● **RECORDS FOR THE EXERCISE**:
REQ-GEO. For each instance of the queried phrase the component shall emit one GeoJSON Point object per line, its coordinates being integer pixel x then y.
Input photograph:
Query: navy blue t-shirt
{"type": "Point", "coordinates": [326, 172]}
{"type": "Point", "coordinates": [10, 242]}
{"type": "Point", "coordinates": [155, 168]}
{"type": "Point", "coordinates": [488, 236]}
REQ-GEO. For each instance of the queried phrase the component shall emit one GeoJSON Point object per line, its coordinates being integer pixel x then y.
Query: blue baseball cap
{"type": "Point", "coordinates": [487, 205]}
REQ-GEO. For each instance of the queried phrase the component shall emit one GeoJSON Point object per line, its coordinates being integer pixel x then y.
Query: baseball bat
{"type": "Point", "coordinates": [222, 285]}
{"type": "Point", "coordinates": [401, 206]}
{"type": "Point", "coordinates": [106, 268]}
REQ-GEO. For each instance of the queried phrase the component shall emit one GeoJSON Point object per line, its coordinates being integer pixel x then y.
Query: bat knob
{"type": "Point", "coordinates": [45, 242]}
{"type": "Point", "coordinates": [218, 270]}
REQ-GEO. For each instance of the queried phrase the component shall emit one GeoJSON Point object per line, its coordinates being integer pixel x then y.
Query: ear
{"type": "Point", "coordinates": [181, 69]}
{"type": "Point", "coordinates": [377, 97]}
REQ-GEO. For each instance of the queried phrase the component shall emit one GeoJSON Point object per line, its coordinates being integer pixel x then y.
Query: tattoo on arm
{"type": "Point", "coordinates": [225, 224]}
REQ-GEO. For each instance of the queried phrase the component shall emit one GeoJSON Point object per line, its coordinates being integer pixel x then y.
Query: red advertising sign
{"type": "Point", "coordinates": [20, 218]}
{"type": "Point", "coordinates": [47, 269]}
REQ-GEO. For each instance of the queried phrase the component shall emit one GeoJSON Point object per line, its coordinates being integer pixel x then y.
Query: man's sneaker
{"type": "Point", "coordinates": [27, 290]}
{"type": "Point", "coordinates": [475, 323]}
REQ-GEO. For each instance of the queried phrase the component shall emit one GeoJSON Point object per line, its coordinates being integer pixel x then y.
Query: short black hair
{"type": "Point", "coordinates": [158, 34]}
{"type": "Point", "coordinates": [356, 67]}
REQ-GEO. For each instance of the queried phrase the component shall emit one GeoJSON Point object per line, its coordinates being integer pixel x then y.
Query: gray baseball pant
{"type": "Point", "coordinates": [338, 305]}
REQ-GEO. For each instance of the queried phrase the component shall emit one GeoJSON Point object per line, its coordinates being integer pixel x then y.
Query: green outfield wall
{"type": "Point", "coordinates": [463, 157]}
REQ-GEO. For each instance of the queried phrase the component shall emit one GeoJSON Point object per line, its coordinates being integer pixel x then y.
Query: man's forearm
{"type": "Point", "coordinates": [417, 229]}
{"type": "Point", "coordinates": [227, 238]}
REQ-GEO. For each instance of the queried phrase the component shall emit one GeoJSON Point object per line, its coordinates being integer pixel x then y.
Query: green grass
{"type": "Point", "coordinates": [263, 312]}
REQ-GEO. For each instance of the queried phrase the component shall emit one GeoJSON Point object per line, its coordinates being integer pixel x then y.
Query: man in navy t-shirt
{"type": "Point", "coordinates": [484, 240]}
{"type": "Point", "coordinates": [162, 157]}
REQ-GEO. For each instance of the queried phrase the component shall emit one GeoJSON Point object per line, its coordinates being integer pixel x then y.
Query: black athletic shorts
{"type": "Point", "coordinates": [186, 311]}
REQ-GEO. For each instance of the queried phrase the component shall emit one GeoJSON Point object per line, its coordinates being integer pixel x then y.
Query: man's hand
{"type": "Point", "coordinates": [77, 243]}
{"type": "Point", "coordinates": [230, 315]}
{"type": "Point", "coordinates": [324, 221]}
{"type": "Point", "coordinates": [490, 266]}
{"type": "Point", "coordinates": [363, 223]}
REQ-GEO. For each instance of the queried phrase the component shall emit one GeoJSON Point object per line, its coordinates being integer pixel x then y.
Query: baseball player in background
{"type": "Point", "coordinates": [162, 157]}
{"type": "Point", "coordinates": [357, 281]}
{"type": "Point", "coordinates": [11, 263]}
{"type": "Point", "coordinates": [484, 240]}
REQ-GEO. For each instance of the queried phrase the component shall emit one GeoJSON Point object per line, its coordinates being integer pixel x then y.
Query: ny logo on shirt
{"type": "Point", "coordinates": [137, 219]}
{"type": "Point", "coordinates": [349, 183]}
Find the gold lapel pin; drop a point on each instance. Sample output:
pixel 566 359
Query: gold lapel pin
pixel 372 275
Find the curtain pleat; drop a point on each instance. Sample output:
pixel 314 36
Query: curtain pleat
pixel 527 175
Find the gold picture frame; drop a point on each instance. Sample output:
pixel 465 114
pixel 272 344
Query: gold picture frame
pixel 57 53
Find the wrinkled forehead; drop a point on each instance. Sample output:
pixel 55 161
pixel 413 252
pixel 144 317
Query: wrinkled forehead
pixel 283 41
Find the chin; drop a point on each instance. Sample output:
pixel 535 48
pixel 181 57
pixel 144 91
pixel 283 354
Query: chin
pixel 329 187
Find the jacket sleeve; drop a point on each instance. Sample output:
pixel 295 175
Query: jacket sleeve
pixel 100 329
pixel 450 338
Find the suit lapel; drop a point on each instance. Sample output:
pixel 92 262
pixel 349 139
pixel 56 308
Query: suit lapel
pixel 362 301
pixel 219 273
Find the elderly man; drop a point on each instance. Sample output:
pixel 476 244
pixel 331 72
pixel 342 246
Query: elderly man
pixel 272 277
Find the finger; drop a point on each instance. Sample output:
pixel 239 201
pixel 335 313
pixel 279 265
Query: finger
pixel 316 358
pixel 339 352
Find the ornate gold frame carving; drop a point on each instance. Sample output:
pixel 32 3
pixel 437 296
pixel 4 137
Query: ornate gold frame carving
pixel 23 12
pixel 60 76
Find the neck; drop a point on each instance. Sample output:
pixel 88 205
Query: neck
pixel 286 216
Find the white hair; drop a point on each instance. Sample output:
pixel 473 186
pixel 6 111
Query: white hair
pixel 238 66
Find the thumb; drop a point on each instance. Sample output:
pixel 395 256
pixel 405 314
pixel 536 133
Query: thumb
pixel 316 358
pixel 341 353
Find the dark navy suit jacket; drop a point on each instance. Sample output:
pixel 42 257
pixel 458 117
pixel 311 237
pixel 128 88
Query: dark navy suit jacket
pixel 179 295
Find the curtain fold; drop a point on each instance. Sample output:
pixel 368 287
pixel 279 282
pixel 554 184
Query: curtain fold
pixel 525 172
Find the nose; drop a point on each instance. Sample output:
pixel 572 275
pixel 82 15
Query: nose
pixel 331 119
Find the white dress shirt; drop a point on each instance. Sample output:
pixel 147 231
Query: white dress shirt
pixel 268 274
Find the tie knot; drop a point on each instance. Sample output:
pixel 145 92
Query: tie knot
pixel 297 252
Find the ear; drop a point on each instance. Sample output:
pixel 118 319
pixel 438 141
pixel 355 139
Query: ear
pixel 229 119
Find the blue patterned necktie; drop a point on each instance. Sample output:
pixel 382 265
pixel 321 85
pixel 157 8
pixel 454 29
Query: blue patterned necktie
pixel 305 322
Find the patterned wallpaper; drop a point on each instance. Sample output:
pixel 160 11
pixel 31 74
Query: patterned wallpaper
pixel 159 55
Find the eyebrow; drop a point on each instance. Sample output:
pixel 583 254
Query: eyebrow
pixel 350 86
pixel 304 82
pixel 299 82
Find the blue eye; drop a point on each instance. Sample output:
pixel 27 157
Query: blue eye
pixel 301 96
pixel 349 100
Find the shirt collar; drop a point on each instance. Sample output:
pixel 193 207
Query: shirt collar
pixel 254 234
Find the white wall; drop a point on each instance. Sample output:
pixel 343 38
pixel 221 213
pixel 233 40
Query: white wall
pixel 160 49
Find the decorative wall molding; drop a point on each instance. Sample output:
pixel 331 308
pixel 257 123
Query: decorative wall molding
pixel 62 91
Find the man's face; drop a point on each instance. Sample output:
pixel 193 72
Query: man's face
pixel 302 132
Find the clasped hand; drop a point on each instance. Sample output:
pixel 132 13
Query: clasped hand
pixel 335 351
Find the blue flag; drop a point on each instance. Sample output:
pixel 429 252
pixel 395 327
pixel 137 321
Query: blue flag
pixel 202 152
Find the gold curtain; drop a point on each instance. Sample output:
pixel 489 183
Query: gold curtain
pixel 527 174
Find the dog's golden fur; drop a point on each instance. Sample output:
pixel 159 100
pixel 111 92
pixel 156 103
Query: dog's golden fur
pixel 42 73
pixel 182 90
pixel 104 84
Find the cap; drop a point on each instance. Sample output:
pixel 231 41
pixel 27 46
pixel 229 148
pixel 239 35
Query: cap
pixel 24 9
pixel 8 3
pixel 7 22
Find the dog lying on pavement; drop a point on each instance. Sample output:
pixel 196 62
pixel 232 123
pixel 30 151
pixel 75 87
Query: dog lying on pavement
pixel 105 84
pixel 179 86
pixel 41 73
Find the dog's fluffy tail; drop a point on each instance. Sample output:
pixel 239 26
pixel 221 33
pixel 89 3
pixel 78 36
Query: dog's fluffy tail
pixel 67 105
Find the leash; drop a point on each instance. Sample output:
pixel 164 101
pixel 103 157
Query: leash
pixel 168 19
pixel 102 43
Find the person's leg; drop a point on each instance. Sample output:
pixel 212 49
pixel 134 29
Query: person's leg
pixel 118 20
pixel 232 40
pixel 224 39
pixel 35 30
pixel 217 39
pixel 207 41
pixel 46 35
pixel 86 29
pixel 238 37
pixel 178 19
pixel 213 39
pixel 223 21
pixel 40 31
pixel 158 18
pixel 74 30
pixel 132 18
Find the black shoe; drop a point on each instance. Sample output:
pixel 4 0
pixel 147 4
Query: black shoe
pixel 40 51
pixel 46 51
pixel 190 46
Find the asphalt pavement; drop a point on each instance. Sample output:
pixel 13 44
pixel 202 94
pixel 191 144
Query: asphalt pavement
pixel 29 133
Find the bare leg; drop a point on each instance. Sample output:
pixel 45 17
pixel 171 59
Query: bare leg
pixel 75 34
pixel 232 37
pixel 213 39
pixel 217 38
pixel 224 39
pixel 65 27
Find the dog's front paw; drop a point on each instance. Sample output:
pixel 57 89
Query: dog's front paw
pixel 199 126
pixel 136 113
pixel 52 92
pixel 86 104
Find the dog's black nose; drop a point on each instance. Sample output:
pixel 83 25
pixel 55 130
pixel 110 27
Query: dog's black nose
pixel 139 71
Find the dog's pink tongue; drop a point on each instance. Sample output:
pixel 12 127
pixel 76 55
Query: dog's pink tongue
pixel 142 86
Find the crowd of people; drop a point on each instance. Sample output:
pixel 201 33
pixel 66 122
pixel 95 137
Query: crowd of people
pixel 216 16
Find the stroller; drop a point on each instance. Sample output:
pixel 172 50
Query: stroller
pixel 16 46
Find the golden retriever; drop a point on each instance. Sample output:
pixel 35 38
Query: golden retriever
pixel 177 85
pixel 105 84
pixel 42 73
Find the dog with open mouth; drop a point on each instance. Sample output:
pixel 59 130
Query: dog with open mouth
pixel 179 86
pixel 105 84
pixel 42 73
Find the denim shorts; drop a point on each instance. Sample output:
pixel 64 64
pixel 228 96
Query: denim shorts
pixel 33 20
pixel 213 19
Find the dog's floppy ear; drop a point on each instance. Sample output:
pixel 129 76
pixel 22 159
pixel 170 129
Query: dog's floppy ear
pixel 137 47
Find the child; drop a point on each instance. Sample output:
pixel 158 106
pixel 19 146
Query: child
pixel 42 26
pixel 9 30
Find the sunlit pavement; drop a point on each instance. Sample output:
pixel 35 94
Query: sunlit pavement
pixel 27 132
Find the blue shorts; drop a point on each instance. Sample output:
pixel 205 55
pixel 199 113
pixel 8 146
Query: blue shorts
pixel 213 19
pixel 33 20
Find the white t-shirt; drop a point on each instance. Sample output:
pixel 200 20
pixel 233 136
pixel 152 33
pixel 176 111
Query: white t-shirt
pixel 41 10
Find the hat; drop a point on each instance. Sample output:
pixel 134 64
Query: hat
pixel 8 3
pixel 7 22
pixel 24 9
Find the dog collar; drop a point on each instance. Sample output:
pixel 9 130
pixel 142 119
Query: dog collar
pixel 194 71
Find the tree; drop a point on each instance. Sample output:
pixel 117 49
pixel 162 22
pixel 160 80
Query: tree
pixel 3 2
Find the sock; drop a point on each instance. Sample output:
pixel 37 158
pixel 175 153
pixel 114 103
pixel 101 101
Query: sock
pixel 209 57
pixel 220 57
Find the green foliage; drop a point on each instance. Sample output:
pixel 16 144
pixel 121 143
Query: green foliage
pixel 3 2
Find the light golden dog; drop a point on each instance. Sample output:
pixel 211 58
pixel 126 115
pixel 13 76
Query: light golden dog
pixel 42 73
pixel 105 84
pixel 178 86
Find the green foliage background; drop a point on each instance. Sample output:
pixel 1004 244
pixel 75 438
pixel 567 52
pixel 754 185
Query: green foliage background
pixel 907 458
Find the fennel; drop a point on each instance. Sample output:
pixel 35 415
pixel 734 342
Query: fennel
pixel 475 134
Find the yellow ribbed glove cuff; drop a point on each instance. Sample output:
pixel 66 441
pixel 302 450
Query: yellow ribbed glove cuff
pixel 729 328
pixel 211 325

● **TASK PROMPT**:
Using the records above, restate word for word the lines from the one with "Find the dog's black" through the one with "pixel 9 130", both included.

● **RESPONSE BOX**:
Find the dog's black nose; drop a point on each instance. Sample output:
pixel 83 25
pixel 55 130
pixel 110 27
Query: dog's black nose
pixel 139 71
Find the dog's pink tongue; drop a point on each instance. Sample output:
pixel 12 127
pixel 76 55
Query: dog's pink tongue
pixel 142 86
Find the crowd of people; drop a point on each instance. Sample output:
pixel 201 33
pixel 66 122
pixel 95 137
Query: crowd of people
pixel 216 16
Find the stroller; drop a point on each instance. Sample output:
pixel 172 50
Query: stroller
pixel 16 46
Find the golden retriever; drop a point on each instance. Sample output:
pixel 35 38
Query: golden retriever
pixel 177 85
pixel 105 84
pixel 42 73
Find the dog with open mouth; drop a point on each instance. Sample output:
pixel 59 130
Query: dog with open mouth
pixel 179 86
pixel 105 84
pixel 42 73
Find the denim shorts; drop a point on each instance. Sample output:
pixel 64 64
pixel 228 96
Query: denim shorts
pixel 33 20
pixel 213 19
Find the dog's floppy ear; drop a point on each instance. Sample output:
pixel 129 76
pixel 22 159
pixel 170 129
Query: dog's floppy ear
pixel 137 47
Find the child; drop a point on each instance. Sample output:
pixel 158 106
pixel 19 146
Query: child
pixel 42 26
pixel 9 30
Find the sunlit pavement; drop a point on each instance. Sample output:
pixel 35 94
Query: sunlit pavement
pixel 27 132
Find the blue shorts; drop a point on each instance. Sample output:
pixel 205 55
pixel 199 113
pixel 8 146
Query: blue shorts
pixel 213 19
pixel 33 20
Find the white t-shirt; drop a point on each instance. Sample output:
pixel 200 20
pixel 233 136
pixel 152 33
pixel 176 111
Query: white t-shirt
pixel 41 10
Find the hat; drop a point on each instance. Sample output:
pixel 134 64
Query: hat
pixel 8 3
pixel 7 22
pixel 24 9
Find the dog collar; drop a point on each instance. Sample output:
pixel 9 130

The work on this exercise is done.